* WORK TO COMPLETE *
Present the material from its first line through the line containing "13;57;19;61" as a numbered list, leaving out any blank lines.

Records of labeled boxes:
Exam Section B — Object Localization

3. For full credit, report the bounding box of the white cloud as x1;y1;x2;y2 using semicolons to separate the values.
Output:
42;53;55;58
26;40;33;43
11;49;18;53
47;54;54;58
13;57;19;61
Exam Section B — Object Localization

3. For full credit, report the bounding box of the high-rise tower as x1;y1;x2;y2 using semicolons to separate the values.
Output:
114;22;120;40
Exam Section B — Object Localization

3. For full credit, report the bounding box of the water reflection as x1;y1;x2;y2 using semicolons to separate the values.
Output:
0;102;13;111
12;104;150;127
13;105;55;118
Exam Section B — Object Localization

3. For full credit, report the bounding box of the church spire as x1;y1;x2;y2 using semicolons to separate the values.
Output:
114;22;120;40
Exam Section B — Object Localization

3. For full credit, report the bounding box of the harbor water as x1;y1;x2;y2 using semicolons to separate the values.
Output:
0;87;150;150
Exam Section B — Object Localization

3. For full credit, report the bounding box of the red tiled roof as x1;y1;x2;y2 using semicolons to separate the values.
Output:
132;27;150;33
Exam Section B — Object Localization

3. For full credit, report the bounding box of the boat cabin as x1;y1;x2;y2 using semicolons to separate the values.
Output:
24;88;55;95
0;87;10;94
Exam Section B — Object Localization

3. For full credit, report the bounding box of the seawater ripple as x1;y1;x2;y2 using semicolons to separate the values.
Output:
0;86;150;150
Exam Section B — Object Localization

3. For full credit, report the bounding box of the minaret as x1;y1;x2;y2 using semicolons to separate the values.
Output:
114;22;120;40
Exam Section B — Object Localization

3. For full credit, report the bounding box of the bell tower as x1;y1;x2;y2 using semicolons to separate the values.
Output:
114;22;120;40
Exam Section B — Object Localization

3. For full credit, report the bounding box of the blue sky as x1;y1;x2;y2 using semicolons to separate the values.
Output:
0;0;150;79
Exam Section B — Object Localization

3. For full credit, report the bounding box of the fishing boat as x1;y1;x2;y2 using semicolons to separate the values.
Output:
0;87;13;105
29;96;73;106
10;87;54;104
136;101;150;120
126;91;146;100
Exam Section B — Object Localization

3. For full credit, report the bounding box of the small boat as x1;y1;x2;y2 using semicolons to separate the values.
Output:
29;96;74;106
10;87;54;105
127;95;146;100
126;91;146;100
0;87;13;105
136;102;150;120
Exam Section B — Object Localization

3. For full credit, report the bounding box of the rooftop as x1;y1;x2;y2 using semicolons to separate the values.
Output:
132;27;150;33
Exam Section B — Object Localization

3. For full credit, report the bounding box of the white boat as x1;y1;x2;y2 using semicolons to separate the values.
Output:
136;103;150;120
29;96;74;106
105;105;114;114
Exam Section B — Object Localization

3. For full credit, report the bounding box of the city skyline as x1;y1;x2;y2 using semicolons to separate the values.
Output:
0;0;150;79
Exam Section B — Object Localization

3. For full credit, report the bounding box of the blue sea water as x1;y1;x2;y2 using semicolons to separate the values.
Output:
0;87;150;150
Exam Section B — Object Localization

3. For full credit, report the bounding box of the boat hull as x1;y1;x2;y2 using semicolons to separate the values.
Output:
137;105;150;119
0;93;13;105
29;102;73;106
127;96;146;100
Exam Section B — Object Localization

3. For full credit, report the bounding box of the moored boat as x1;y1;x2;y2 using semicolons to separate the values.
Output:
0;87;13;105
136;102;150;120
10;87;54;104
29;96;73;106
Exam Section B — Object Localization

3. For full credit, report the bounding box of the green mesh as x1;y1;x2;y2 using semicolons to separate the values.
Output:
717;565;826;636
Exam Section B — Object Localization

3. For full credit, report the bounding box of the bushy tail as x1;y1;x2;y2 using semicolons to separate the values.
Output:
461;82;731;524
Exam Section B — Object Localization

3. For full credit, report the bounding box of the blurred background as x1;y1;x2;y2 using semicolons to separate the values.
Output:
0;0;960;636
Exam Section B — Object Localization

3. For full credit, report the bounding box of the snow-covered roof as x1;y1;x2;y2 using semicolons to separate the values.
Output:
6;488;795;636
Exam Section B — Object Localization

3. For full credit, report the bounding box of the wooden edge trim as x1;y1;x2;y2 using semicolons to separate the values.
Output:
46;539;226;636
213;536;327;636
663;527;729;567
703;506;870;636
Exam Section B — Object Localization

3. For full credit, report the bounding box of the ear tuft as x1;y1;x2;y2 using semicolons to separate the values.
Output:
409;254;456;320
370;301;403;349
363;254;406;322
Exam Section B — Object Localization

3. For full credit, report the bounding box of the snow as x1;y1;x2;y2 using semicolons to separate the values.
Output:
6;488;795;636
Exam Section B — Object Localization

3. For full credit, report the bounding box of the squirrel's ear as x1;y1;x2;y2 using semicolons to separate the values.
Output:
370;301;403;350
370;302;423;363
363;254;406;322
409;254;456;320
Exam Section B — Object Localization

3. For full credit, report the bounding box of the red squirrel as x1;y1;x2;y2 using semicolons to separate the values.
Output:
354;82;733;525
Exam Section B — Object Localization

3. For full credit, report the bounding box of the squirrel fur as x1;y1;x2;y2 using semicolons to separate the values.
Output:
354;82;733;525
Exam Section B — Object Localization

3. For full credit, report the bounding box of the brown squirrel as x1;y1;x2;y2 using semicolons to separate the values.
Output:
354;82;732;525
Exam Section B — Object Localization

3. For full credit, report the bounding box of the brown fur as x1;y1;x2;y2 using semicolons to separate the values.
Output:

* SOLVED EXERCISE *
1. Exam Section B — Object Localization
2. 3. For full credit, report the bounding box of the white cloud as x1;y1;x2;y2 using semicolons to separate the values.
3. Output:
4. 42;53;55;58
5. 26;40;33;43
6. 11;49;18;53
7. 47;54;54;58
8. 13;57;19;61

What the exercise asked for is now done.